* EXERCISE REQUIREMENTS *
Go through the entries below and return every line that contains "black".

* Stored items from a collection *
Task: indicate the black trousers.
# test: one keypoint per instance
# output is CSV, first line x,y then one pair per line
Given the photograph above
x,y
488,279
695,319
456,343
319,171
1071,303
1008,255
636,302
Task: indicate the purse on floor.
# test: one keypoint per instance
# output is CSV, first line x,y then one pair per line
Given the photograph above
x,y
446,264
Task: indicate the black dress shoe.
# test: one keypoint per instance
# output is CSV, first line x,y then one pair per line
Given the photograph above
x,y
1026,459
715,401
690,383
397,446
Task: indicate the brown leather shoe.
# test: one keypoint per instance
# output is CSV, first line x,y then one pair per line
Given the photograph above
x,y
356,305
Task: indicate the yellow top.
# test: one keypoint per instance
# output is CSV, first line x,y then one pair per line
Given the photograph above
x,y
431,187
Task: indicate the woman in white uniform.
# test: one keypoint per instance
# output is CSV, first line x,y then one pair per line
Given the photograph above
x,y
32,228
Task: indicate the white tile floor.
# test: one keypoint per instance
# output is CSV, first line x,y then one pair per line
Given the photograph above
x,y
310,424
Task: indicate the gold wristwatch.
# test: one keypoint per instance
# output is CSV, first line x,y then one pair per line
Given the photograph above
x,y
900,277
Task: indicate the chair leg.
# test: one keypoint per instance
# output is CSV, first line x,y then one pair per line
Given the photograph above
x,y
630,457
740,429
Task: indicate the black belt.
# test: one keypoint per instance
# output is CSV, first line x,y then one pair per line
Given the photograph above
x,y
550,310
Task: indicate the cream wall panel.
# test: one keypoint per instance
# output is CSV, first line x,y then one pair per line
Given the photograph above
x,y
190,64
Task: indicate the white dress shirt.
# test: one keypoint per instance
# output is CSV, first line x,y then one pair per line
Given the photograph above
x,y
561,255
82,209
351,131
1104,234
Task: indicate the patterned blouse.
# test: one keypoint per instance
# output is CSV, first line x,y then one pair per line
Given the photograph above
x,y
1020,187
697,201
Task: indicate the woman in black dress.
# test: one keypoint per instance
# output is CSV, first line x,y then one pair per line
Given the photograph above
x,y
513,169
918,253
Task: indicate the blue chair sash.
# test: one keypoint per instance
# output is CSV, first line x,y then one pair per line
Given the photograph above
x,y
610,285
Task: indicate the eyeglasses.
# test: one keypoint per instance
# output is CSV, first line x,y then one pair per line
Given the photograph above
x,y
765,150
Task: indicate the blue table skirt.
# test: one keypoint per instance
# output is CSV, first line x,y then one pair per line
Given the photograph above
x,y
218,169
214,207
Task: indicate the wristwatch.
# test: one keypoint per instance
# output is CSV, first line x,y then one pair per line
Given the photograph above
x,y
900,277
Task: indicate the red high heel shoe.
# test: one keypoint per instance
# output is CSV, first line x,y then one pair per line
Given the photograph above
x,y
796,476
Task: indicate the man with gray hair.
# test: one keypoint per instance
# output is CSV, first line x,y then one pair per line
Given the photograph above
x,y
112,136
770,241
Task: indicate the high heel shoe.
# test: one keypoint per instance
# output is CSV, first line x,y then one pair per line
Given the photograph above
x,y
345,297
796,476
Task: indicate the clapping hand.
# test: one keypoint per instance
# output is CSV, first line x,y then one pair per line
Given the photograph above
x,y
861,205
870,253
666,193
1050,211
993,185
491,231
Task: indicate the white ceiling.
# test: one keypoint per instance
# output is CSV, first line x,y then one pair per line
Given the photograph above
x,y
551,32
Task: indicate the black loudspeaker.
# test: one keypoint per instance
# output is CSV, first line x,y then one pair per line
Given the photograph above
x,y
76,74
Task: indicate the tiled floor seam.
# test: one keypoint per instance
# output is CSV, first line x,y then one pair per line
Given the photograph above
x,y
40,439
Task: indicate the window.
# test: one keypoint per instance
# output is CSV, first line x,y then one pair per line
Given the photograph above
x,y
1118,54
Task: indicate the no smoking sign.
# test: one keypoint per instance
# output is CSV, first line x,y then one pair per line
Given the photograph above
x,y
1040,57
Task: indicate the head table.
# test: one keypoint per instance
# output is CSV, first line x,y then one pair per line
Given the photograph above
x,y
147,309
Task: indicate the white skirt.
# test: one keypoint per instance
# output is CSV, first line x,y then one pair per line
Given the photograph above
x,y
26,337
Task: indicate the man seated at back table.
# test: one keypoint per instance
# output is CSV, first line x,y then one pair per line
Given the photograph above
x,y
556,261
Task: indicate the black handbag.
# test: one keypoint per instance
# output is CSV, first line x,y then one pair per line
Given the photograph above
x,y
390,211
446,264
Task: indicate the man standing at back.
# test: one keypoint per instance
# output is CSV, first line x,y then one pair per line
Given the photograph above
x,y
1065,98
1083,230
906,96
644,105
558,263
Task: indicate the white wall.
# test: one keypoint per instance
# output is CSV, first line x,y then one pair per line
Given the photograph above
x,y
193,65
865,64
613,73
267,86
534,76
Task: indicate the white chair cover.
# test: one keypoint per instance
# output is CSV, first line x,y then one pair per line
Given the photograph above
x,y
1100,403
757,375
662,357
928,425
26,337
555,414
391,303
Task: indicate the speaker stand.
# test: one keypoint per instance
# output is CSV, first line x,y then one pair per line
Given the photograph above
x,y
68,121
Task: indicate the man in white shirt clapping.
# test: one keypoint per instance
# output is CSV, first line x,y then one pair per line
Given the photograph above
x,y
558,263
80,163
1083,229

* SOLUTION FOR THIS EXERCISE *
Task: indicate the black trousers.
Task: indicate the black dress shoe.
Task: indicate the black belt.
Task: indicate the woman in black dress.
Task: indicate the black loudspeaker.
Task: indicate the black handbag.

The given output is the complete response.